Reproduce this listing in full.

* * * * *

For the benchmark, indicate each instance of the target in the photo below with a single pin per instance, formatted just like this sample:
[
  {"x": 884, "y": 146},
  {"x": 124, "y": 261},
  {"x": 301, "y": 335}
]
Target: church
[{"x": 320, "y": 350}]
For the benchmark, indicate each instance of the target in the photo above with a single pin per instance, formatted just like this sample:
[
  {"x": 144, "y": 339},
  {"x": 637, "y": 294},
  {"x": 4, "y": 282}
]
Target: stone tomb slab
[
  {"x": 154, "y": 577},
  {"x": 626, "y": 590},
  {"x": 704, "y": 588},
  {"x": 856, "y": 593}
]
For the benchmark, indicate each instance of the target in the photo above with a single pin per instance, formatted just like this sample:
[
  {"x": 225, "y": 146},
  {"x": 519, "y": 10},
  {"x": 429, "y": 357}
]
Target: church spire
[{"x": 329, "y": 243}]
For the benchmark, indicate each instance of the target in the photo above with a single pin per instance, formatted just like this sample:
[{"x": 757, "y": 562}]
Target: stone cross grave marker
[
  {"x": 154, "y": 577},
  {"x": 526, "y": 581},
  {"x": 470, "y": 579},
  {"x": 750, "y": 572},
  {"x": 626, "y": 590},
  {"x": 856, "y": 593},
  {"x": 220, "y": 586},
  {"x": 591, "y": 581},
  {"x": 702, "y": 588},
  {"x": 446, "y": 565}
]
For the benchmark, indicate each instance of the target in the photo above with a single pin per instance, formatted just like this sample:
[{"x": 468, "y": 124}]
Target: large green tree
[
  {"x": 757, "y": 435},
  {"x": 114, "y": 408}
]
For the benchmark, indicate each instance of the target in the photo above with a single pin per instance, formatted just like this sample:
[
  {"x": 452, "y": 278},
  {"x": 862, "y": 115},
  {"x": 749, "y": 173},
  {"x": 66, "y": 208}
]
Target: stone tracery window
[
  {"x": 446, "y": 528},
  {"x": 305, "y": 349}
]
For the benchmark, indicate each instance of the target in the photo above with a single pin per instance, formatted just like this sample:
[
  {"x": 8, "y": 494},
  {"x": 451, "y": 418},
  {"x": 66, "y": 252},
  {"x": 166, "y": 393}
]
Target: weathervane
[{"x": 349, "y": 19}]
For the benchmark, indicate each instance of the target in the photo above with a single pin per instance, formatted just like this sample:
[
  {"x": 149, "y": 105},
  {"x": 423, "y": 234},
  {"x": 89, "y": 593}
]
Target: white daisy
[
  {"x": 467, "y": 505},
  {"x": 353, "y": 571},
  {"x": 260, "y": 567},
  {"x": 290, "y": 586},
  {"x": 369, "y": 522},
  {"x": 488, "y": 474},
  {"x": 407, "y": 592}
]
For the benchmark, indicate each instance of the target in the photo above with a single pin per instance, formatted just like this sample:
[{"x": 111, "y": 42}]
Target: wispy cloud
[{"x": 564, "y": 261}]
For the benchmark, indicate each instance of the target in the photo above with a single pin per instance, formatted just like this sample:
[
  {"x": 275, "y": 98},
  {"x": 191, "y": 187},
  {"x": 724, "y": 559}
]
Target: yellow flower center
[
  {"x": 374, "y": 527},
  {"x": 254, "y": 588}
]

* * * * *

**Expected answer**
For the benchmark, indicate each instance of the target in the photo below with a single pin per instance, formatted just like this sample:
[
  {"x": 884, "y": 146},
  {"x": 124, "y": 261},
  {"x": 301, "y": 335}
]
Target: church
[{"x": 320, "y": 350}]
For the benchmark, indicate each instance of the target in the photo above with a single pin per instance, formatted just like this sample:
[
  {"x": 144, "y": 339},
  {"x": 637, "y": 294},
  {"x": 4, "y": 282}
]
Target: stone tomb slab
[
  {"x": 154, "y": 577},
  {"x": 626, "y": 590},
  {"x": 704, "y": 588},
  {"x": 856, "y": 593}
]
For the benchmark, indicate each instance of the target in the photo above with a single pin per instance, formatted just like this sample:
[
  {"x": 225, "y": 146},
  {"x": 519, "y": 10},
  {"x": 429, "y": 357}
]
Target: church spire
[{"x": 329, "y": 243}]
For the benchmark, indicate each instance of the target in the photo above with a single pin per instance, formatted just like this sample:
[{"x": 757, "y": 562}]
Target: stone cross grave marker
[
  {"x": 154, "y": 577},
  {"x": 526, "y": 581},
  {"x": 470, "y": 579},
  {"x": 750, "y": 572},
  {"x": 626, "y": 590},
  {"x": 856, "y": 593},
  {"x": 220, "y": 586},
  {"x": 591, "y": 581},
  {"x": 702, "y": 588},
  {"x": 446, "y": 565}
]
For the benchmark, indicate each instance of the target in the photo above with a single pin per instance, formatted just like this sample:
[{"x": 468, "y": 124}]
Target: large green tree
[
  {"x": 757, "y": 435},
  {"x": 114, "y": 408}
]
For the benchmark, indicate each instance of the target in the photo above with a single pin per instance, formatted just like this sample:
[
  {"x": 452, "y": 278},
  {"x": 862, "y": 115},
  {"x": 749, "y": 173},
  {"x": 66, "y": 208}
]
Target: stone tracery window
[
  {"x": 446, "y": 528},
  {"x": 305, "y": 349}
]
For the benchmark, indicate each instance of the target in the photo above with a single pin per instance, formatted just like this sample:
[
  {"x": 8, "y": 494},
  {"x": 451, "y": 418},
  {"x": 66, "y": 252},
  {"x": 166, "y": 393}
]
Target: weathervane
[{"x": 349, "y": 19}]
For the benchmark, indicate each instance of the target in the photo above with a single pin per instance, formatted just like this sample:
[
  {"x": 149, "y": 105},
  {"x": 423, "y": 234},
  {"x": 89, "y": 593}
]
Target: white daisy
[
  {"x": 467, "y": 505},
  {"x": 353, "y": 571},
  {"x": 260, "y": 567},
  {"x": 290, "y": 586},
  {"x": 369, "y": 522},
  {"x": 488, "y": 474},
  {"x": 407, "y": 592}
]
For the benchmark, indicate each instance of the target in the photo above with a single pin per instance, formatted just like this sample:
[{"x": 111, "y": 42}]
Target: wispy cloud
[{"x": 564, "y": 261}]
For the benchmark, indicate each instance of the target in the photo above with a single pin per instance, formatted just like this sample:
[
  {"x": 275, "y": 98},
  {"x": 191, "y": 187},
  {"x": 724, "y": 559}
]
Target: yellow flower center
[
  {"x": 374, "y": 527},
  {"x": 254, "y": 588}
]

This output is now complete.